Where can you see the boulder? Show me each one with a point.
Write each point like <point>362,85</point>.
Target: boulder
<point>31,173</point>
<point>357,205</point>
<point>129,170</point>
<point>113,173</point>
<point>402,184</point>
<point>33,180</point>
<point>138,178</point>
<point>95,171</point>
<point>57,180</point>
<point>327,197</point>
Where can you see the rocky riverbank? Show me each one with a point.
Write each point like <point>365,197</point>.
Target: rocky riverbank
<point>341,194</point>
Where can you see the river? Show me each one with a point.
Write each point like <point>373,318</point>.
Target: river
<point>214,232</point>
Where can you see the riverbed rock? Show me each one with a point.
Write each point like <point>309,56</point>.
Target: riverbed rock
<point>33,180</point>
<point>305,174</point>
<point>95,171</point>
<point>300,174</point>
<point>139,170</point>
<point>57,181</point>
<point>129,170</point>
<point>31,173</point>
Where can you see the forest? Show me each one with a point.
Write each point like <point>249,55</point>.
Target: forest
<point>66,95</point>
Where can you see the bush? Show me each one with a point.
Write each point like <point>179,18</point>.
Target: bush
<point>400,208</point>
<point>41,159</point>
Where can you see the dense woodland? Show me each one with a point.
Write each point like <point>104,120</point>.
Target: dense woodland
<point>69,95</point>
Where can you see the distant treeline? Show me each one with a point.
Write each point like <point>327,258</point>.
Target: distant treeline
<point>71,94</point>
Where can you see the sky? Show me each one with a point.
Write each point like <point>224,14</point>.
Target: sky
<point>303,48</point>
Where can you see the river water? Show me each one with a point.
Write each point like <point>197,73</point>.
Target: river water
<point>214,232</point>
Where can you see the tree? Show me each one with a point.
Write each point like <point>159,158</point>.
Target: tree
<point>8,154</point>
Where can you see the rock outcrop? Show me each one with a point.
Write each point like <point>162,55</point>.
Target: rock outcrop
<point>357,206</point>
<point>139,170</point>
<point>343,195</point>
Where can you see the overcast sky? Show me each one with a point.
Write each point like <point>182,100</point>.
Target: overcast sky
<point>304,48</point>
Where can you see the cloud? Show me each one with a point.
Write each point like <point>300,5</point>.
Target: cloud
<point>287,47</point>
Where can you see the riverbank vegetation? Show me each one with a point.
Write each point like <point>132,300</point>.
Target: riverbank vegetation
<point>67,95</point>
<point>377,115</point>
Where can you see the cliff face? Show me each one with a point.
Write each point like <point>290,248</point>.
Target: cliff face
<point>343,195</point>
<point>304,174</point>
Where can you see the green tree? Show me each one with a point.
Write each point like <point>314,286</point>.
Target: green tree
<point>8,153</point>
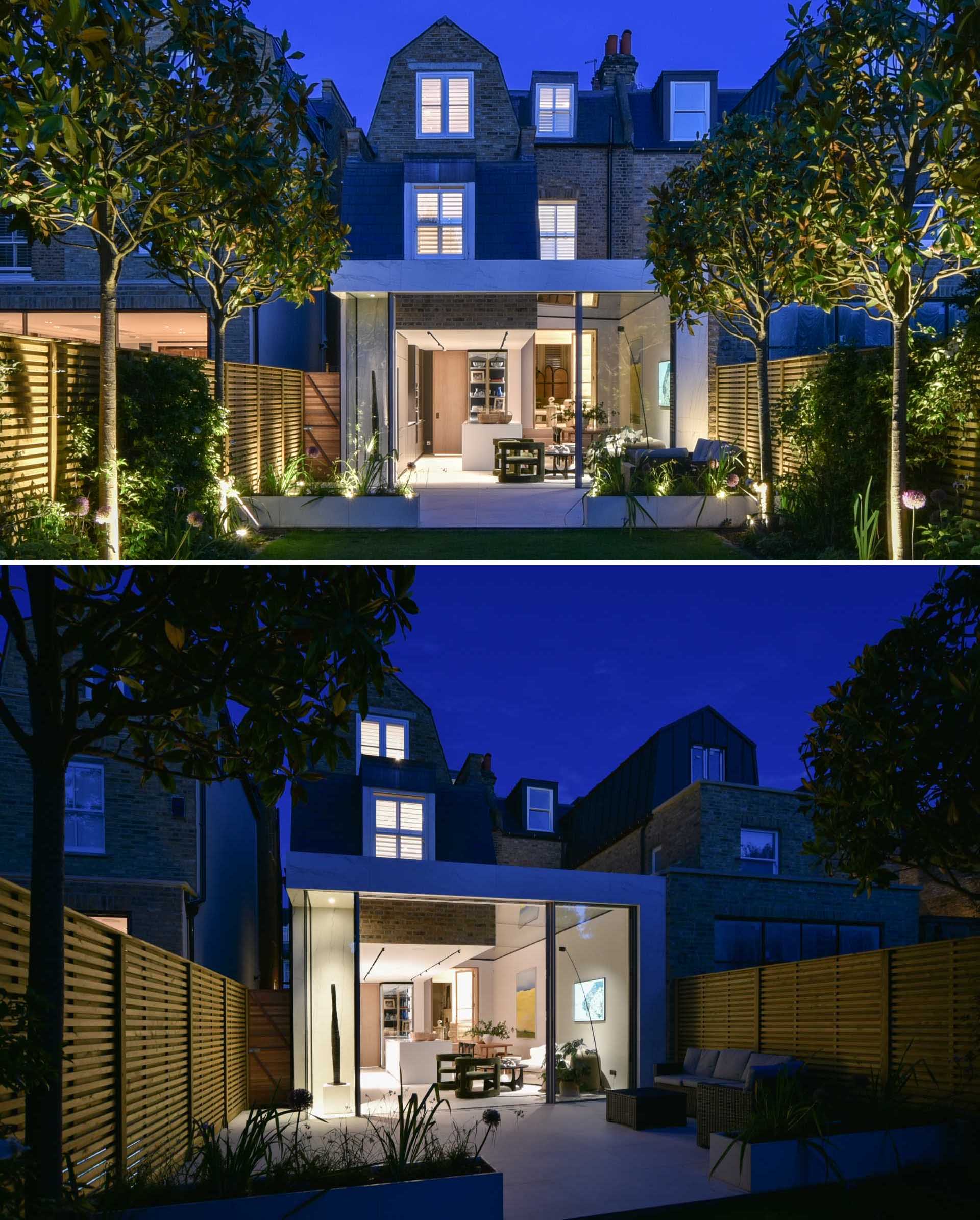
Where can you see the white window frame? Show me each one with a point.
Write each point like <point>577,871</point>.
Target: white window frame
<point>383,723</point>
<point>539,809</point>
<point>543,204</point>
<point>70,849</point>
<point>760,830</point>
<point>443,133</point>
<point>706,87</point>
<point>427,835</point>
<point>700,746</point>
<point>411,190</point>
<point>538,109</point>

* **What this task involves**: Copy every item above word for word, leaving out the pictures.

* **Response to the exercise**:
Where can you see the boulder? Show me each one with a point.
Write each point like <point>362,85</point>.
Target: boulder
<point>31,173</point>
<point>357,205</point>
<point>129,170</point>
<point>113,173</point>
<point>402,184</point>
<point>33,180</point>
<point>138,178</point>
<point>95,171</point>
<point>57,180</point>
<point>327,197</point>
Where can you see the rocky riverbank? Show me each one with a point.
Write each point like <point>365,197</point>.
Target: rocky riverbank
<point>341,194</point>
Where can you see the river? Show me each one with a point.
Write each point like <point>373,318</point>.
Target: river
<point>214,232</point>
Where can you see the riverbed rock? Show me each one with a point.
Write each point like <point>309,56</point>.
Target: riverbed rock
<point>33,180</point>
<point>305,174</point>
<point>95,171</point>
<point>300,174</point>
<point>139,170</point>
<point>57,181</point>
<point>129,170</point>
<point>31,173</point>
Where can you see the forest? Show me each one with a point.
Write each point like <point>249,55</point>.
Target: forest
<point>66,95</point>
Where can you see the bush? Show me each one with a point.
Write each point like <point>179,18</point>.
Target: bush
<point>400,208</point>
<point>41,159</point>
Where can you see the dense woodland? Show me each one with a point.
Write each point like <point>104,120</point>.
Target: dense woodland
<point>69,95</point>
Where can you see the distant treeline? Show me each one with a point.
Write each point like <point>327,258</point>.
Target: distant treeline
<point>71,94</point>
Where can you see the sky? Show me each one with a point.
Write each point like <point>224,14</point>.
Target: sky
<point>303,48</point>
Where can you see the river water? Show me each one with a point.
Write each point like <point>197,73</point>.
Target: river water
<point>214,232</point>
Where can you see the tree? Show me each one with a point.
Write each point like <point>159,158</point>.
Target: tree
<point>8,154</point>
Where can you see the rock outcrop? Show me each one with a point.
Write each point like <point>162,55</point>.
Target: rock outcrop
<point>357,206</point>
<point>139,170</point>
<point>343,195</point>
Where can you see the overcast sky? Show me each one with a point.
Write each point like <point>182,100</point>.
Target: overcast sky
<point>304,48</point>
Where can you see the cloud? Show me each one with a point.
Write each point like <point>300,5</point>.
Target: cloud
<point>287,47</point>
Where can you see the riverbank vegetation? Show me each one with a point.
Write each point like <point>132,300</point>.
Target: riverbank vegetation
<point>67,95</point>
<point>377,115</point>
Where can you see the cliff face? Show me each one with a point.
Write each point like <point>290,248</point>.
Target: cliff face
<point>343,195</point>
<point>304,174</point>
Where can you see the green tree? Show me each one with a point.
Write each point like <point>314,286</point>.
Target: green tree
<point>8,153</point>
Where can you see the white window frame? Show me each one with a point.
Write each point like <point>577,871</point>.
Target: white window frame
<point>383,723</point>
<point>539,809</point>
<point>543,204</point>
<point>70,849</point>
<point>760,830</point>
<point>443,133</point>
<point>706,87</point>
<point>427,835</point>
<point>700,746</point>
<point>411,190</point>
<point>538,109</point>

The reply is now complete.